### OPDRACHT
Beantwoord met de tekst over de proceskosten hieronder deze korte vragen:
(a) Hoeveel griffierecht wordt gerekend voor de procedure in eerste aanleg?
(b) Van welke datum is het vonnis dat het hof vernietigt?
(c) Binnen welke termijn moeten de kosten worden betaald?
===== BRONTEKST =====
De kosten voor de procedure in eerste aanleg aan de zijde van [appellanten] c.s. zullen worden vastgesteld op:
- griffierecht € 262,-
- salaris advocaat
€ 452,-(1 punt x tarief II (€ 452,-))
Totaal € 714,-
De kosten voor de procedure in hoger beroep aan de zijde van [appellanten] c.s. zullen worden vastgesteld op:
- explootkosten € 101,95
- griffierecht € 311,-
- salaris advocaat
€ 1.341,-(1,5 punten x tarief II (€ 894,-))
Totaal € 1.753,95
6.3
Als niet weersproken zal het hof ook de gevorderde wettelijke rente over de proceskosten en de nakosten toewijzen zoals hierna vermeld.
6.4
Als eveneens niet weersproken zal het hof de vordering van [appellanten] c.s. tot terugbetaling van de reeds betaalde proceskosten toewijzen.

7.De beslissing

Het hof, recht doende in hoger beroep:
vernietigt het vonnis van 5 juni 2015 van de voorzieningenrechter van de rechtbank Noord-Nederland, locatie Groningen en doet opnieuw recht;
veroordeelt de VvE om al hetgeen [appellanten] c.s. ter uitvoering van het bestreden vonnis van 5 juni 2015 aan de VvE hebben voldaan aan [appellanten] c.s. terug te betalen, vermeerderd met de wettelijke rente van de dag van betaling tot de dag van terugbetaling;
veroordeelt de VvE in de kosten van beide instanties, tot aan de bestreden uitspraak aan de zijde van [appellanten] c.s. wat betreft de eerste aanleg vastgesteld op € 262,- voor verschotten en op € 452,- voor salaris overeenkomstig het liquidatietarief en tot aan deze uitspraak wat betreft het hoger beroep vastgesteld op € 412,95 voor verschotten en op
€ 1.341,- voor salaris overeenkomstig het liquidatietarief; te voldoen binnen veertien dagen na dagtekening van dit arrest, en – voor het geval voldoening binnen bedoelde termijn niet plaatsvindt – te vermeerderen met de wettelijke rente te rekenen vanaf bedoelde termijn voor voldoening.
===== AANGELEVERDE GEGEVENS =====
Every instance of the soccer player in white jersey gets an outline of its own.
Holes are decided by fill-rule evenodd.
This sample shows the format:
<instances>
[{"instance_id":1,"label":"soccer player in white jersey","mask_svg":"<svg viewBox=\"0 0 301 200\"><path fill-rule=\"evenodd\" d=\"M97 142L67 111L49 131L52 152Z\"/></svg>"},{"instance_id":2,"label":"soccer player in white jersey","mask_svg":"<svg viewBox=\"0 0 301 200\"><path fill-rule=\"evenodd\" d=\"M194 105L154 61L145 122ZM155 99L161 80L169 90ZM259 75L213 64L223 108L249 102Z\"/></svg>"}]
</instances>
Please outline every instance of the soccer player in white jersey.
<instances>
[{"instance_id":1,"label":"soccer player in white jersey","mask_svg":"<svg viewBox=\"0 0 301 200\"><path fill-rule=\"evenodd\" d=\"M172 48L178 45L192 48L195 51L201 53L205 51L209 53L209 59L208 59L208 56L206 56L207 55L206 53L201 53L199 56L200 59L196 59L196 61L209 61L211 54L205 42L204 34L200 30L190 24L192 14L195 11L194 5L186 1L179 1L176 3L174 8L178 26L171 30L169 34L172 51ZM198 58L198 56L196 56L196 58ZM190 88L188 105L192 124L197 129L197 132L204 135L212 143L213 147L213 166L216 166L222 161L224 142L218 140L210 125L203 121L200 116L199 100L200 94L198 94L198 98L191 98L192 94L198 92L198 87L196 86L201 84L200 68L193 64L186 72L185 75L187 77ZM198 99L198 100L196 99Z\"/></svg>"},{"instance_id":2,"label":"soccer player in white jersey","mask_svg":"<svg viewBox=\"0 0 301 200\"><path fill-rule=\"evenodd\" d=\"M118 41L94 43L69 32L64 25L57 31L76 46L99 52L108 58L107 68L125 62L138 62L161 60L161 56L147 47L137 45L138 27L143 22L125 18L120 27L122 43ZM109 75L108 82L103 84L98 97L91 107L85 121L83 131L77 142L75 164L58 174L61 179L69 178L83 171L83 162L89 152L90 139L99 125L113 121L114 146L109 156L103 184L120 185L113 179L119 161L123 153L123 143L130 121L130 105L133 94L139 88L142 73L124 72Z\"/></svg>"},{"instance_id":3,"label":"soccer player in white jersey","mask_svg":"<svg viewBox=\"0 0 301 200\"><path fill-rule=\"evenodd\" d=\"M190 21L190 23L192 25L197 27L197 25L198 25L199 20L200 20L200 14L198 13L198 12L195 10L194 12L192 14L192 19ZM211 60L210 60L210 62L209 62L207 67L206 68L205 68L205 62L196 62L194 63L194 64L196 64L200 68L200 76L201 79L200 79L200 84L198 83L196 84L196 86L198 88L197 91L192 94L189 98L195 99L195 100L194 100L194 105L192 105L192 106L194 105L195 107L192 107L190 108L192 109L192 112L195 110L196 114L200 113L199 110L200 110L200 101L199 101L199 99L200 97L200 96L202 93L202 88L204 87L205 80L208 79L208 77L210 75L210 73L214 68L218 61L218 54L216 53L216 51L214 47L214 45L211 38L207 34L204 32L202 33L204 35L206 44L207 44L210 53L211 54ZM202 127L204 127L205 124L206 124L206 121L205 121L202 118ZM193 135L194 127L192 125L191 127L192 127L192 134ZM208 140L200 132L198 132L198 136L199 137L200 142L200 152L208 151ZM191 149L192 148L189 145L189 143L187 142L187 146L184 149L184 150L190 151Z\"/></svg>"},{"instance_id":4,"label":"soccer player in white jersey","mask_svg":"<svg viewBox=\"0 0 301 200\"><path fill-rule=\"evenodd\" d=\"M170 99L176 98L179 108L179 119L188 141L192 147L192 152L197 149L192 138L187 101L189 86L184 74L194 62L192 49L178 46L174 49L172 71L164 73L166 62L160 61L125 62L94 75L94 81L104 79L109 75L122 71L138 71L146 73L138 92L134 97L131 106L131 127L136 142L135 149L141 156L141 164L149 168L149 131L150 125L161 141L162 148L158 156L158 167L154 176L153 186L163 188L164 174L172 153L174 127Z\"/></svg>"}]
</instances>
=====
### OPLOSSING
(a) € 262,-
(b) 5 juni 2015
(c) Binnen veertien dagen na dagtekening van het arrest